Written exercise: Give the data from its first line through the line containing "0,97,121,261" as a JSON list of strings, one string per line, with blank lines left out.

[Records from a data collection]
▼

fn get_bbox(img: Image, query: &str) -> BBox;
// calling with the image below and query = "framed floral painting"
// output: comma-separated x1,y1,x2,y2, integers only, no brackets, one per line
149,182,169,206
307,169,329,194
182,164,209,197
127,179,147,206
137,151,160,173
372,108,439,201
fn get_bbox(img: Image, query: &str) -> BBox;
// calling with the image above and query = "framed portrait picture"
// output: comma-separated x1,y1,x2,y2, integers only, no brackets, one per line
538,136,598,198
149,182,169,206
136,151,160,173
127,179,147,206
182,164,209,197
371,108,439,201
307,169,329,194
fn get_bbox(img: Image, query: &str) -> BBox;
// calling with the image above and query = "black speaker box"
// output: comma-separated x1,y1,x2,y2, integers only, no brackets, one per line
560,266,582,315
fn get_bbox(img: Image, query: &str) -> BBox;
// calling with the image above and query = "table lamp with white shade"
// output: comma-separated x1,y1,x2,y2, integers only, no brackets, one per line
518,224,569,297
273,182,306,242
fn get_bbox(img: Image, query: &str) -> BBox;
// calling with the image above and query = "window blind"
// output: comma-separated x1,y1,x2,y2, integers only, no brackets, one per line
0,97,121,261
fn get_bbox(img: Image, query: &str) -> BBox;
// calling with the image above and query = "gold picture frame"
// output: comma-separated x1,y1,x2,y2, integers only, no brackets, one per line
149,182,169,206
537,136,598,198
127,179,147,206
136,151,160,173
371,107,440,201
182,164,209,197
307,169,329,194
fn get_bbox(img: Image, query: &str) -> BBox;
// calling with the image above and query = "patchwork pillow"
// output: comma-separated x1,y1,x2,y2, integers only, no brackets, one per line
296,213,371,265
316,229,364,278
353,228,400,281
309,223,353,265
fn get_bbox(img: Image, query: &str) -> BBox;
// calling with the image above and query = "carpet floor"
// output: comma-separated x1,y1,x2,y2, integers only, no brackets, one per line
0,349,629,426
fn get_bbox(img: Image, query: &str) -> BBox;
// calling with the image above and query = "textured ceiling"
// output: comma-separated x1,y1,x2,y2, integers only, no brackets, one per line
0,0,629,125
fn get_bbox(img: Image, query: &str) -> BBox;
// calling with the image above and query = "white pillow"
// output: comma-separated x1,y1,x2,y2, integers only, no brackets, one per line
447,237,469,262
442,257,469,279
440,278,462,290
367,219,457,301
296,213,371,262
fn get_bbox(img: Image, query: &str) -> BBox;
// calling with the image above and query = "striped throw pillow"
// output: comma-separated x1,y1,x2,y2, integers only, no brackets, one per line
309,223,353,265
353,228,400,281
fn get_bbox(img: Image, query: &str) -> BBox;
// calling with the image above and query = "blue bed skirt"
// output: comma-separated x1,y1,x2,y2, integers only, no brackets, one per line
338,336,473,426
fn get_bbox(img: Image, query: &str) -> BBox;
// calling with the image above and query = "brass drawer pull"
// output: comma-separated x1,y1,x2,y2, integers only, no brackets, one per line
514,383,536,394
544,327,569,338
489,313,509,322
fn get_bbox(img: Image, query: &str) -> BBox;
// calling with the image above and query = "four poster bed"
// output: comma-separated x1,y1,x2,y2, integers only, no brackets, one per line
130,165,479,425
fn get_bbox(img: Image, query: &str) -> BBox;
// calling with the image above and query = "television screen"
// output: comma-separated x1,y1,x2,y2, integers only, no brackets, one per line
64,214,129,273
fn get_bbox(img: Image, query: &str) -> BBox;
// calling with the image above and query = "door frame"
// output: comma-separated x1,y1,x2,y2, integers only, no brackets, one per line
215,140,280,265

▲

The reply:
[
  "fn get_bbox(img: Image, query: &str) -> BBox;",
  "// calling with the image below and query = \"framed floral painting\"",
  "// output: comma-separated x1,y1,x2,y2, integers only, no brackets, one per line",
  "149,182,169,206",
  "307,169,329,194",
  "182,164,209,197",
  "127,179,147,206",
  "137,151,160,173",
  "372,108,439,201",
  "fn get_bbox(img: Image, query: &str) -> BBox;",
  "// calling with the image above and query = \"framed portrait picture\"",
  "// output: comma-separated x1,y1,x2,y2, integers only, no brackets, one per line",
  "538,136,598,198",
  "149,182,169,206",
  "136,151,160,173",
  "127,179,147,206",
  "182,164,209,197",
  "371,108,439,201",
  "307,169,329,194",
  "fn get_bbox(img: Image, query: &str) -> BBox;",
  "// calling with the image above and query = \"black speaker box\"",
  "// output: comma-separated x1,y1,x2,y2, integers only, no brackets, one per line",
  "560,266,582,315",
  "fn get_bbox(img: Image, query: &str) -> BBox;",
  "// calling with the image above and query = \"table lamp with white shade\"",
  "// output: comma-separated x1,y1,x2,y2, integers only, no brackets, one per line",
  "518,224,569,297",
  "273,182,306,242",
  "fn get_bbox(img: Image, query: &str) -> BBox;",
  "// calling with the image above and query = \"window blind\"",
  "// output: comma-separated x1,y1,x2,y2, integers only, no brackets, one per line",
  "0,97,121,261"
]